What you will do — Take the records below and set down exactly the lines from the one with "Target: white window frame" to the one with "Mark each instance of the gray", ends included; do not copy the pictures.

Data —
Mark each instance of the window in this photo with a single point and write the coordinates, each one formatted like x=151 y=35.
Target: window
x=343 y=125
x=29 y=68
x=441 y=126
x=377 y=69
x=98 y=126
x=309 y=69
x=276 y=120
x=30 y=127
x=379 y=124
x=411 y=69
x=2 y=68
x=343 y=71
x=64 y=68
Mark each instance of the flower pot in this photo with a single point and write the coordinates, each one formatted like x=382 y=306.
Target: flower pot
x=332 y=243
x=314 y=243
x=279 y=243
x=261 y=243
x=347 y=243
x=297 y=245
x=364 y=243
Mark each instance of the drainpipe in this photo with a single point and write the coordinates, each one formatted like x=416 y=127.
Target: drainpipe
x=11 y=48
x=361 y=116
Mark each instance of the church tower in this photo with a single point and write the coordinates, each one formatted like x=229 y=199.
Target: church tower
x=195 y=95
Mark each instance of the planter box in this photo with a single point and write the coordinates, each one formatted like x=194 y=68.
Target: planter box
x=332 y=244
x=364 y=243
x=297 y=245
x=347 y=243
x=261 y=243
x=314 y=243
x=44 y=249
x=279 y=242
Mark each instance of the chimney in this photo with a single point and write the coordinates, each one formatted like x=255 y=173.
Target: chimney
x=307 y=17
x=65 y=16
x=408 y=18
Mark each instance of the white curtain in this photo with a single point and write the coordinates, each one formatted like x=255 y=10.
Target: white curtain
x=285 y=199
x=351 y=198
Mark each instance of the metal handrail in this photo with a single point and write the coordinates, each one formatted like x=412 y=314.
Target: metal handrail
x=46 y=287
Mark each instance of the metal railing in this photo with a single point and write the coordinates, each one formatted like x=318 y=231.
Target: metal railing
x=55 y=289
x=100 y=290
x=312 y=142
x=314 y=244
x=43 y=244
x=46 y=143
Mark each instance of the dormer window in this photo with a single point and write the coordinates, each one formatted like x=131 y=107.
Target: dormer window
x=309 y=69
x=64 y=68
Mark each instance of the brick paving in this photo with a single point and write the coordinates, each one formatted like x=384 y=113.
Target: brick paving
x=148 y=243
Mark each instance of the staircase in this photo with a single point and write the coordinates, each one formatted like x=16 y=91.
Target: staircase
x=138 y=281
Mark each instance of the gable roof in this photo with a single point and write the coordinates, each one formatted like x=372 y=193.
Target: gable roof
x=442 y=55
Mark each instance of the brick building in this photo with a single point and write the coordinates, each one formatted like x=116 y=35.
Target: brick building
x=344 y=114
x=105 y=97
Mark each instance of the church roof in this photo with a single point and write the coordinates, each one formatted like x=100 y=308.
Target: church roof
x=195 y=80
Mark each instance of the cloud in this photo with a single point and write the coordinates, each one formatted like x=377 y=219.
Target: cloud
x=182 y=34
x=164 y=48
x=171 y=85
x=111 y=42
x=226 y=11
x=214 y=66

...

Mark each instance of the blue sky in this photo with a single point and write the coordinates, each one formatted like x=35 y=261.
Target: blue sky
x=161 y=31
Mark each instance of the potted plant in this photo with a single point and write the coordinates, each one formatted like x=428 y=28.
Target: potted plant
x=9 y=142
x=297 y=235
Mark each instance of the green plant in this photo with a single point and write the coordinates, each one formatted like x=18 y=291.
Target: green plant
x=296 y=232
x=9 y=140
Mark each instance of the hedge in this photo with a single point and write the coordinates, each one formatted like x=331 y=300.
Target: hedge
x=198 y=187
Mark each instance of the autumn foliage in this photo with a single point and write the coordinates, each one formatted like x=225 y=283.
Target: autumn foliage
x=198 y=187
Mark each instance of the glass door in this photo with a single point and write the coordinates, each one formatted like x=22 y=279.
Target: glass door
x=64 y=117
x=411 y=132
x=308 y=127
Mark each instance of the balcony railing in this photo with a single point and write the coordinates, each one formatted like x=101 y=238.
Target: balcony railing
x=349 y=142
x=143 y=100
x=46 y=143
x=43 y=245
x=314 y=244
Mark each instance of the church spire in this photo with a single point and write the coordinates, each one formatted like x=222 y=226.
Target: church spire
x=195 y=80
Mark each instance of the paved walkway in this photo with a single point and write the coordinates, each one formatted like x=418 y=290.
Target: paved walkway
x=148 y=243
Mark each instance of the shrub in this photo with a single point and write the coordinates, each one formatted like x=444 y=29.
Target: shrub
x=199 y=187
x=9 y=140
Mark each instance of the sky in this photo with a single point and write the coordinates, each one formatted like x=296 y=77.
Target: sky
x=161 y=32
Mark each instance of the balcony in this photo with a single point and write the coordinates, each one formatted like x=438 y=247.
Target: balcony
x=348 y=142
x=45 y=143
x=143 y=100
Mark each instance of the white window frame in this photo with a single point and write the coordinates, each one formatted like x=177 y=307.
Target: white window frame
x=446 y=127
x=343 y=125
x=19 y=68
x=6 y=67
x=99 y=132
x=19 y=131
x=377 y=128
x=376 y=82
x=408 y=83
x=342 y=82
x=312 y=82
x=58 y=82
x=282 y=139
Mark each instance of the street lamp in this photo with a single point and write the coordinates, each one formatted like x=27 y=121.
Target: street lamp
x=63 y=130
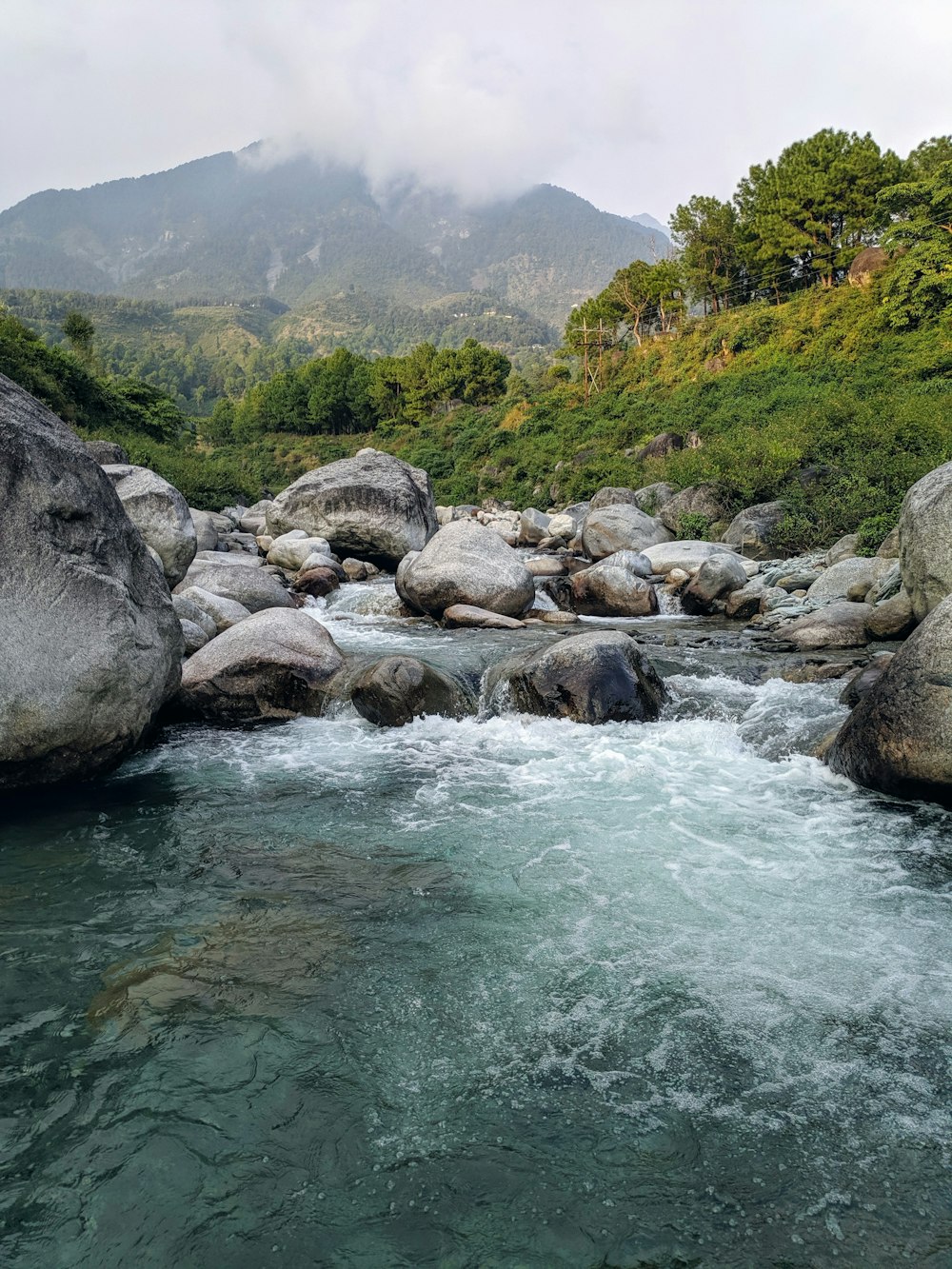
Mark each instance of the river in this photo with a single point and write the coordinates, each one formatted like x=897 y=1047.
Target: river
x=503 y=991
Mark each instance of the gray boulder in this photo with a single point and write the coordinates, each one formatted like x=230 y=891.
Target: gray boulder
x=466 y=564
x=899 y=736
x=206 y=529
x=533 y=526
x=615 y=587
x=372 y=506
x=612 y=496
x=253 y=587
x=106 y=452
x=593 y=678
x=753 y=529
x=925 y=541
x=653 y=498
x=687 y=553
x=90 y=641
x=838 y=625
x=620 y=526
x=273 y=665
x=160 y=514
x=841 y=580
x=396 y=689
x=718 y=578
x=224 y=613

Solved problem —
Target: white window frame
x=446 y=127
x=343 y=125
x=19 y=68
x=6 y=67
x=99 y=132
x=19 y=131
x=377 y=128
x=376 y=82
x=408 y=83
x=342 y=82
x=312 y=82
x=58 y=82
x=282 y=139
Mark each instance of the street lamp in this photo with a single point and write the coordinates, each one formatted like x=27 y=121.
Target: street lamp
x=63 y=130
Mark each instance of the river in this photo with a single point and write the coordinates, each one formatted like x=897 y=1047.
Target: river
x=503 y=991
Mark each instance of the gray boulder in this photo with a single point and write the coordinates, each one formatted like x=230 y=891.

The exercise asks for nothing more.